◆ **TRAVAIL À FAIRE**: Recopiez fidèlement, dans l'extrait ci-dessous, le passage qui va de « Et en fait, ce » jusqu'à « C’est cringe. ».

◆ **EXTRAIT**:
----------
Et en fait, ce qui est intéressant, c’est que je pense, je vois que de lui-même, il y a des choses où il va dire mais là, je trouve que c’est complètement sexiste. Donc quand même, je pense qu’il y a un œil qui s’aiguise quand même petit à petit, pas surtout, loin de là, mais des choses de notre génération qui leur semblent quand même à eux vraiment craignos.
Clémentine Sarlat
C’est cringe.
Aurélia Blanc
C’est gênant.
Clémentine Sarlat
Tu parlais des cours d’empathie pour les petits garçons, en tout cas pour les enfants en général. Ça c’est aussi une grosse dimension dans l’éducation très genrée, c’est qu’on a, on en parlait, déconnecté la gente masculine des émotions, mais du coup de leur capacité à se mettre à la place d’autrui, à voir les conséquences de leurs actes sur les autres. Comment on fait de la base de l’éducation pour que nos enfants et nos garçons aient conscience d’un, de leur posture un peu plus privilégiée que les filles dans cette société et surtout de mon comportement et des conséquences et je ne traverse pas la vie comme si rien n’atteignait les autres, tu vois.
Aurélia Blanc
C’est vrai qu’il me semble qu’il y a un enjeu vraiment important sur ce sujet d’apprendre aux garçons à se mettre à la place des autres. Parce que pour tout un tas de raisons et de facteurs, il se trouve que les petites filles, la façon dont on les éduque, dont elles sont socialisées, vont apprendre très vite et parfois même un peu trop à se mettre à la place des autres, à faire attention à ce qu’ils ressentent.
----------
◆ **DONNÉES DU CORPUS**:
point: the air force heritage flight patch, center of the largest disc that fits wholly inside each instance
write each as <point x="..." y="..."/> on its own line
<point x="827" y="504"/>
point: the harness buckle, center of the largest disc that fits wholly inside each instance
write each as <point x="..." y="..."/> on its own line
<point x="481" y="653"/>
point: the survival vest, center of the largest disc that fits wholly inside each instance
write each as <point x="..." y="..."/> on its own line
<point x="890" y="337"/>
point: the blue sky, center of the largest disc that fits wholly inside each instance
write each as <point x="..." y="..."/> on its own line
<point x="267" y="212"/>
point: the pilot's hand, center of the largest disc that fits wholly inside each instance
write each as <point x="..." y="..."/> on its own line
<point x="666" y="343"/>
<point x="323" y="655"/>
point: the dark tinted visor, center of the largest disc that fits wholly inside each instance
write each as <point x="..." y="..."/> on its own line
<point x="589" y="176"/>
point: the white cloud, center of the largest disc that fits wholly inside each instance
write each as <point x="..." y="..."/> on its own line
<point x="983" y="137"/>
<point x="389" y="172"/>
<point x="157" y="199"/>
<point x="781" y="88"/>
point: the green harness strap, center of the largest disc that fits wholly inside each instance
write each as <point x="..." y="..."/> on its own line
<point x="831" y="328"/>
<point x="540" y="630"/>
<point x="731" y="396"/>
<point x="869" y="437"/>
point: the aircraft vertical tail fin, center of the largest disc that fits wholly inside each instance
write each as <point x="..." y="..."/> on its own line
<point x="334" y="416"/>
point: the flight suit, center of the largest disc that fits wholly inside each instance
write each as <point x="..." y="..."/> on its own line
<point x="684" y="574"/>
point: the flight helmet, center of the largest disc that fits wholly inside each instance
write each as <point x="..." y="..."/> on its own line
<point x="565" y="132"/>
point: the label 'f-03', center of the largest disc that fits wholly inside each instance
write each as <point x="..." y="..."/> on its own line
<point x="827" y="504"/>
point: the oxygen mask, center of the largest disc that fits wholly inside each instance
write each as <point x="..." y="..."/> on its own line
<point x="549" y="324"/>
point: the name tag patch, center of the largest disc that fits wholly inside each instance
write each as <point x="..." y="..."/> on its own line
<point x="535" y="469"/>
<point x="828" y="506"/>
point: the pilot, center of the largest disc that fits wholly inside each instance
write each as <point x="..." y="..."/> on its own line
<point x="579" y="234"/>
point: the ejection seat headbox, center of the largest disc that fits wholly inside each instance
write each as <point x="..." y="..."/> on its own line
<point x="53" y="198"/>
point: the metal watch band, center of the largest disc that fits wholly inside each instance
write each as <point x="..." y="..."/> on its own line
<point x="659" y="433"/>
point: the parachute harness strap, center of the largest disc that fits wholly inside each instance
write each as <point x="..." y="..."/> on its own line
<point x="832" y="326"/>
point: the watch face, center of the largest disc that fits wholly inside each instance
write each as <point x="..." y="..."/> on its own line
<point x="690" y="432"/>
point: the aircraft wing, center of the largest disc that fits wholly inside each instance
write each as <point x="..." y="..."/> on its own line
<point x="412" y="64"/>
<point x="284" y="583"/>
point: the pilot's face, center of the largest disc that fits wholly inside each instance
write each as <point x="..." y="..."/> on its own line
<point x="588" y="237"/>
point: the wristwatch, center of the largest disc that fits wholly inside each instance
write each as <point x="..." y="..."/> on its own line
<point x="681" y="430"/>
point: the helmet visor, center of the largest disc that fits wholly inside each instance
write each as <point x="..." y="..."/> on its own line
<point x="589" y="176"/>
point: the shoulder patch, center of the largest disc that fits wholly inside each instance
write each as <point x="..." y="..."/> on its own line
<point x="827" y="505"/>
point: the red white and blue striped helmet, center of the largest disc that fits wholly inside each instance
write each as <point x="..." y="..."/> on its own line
----------
◆ **RÉSULTAT**:
Et en fait, ce qui est intéressant, c’est que je pense, je vois que de lui-même, il y a des choses où il va dire mais là, je trouve que c’est complètement sexiste. Donc quand même, je pense qu’il y a un œil qui s’aiguise quand même petit à petit, pas surtout, loin de là, mais des choses de notre génération qui leur semblent quand même à eux vraiment craignos.
Clémentine Sarlat
C’est cringe.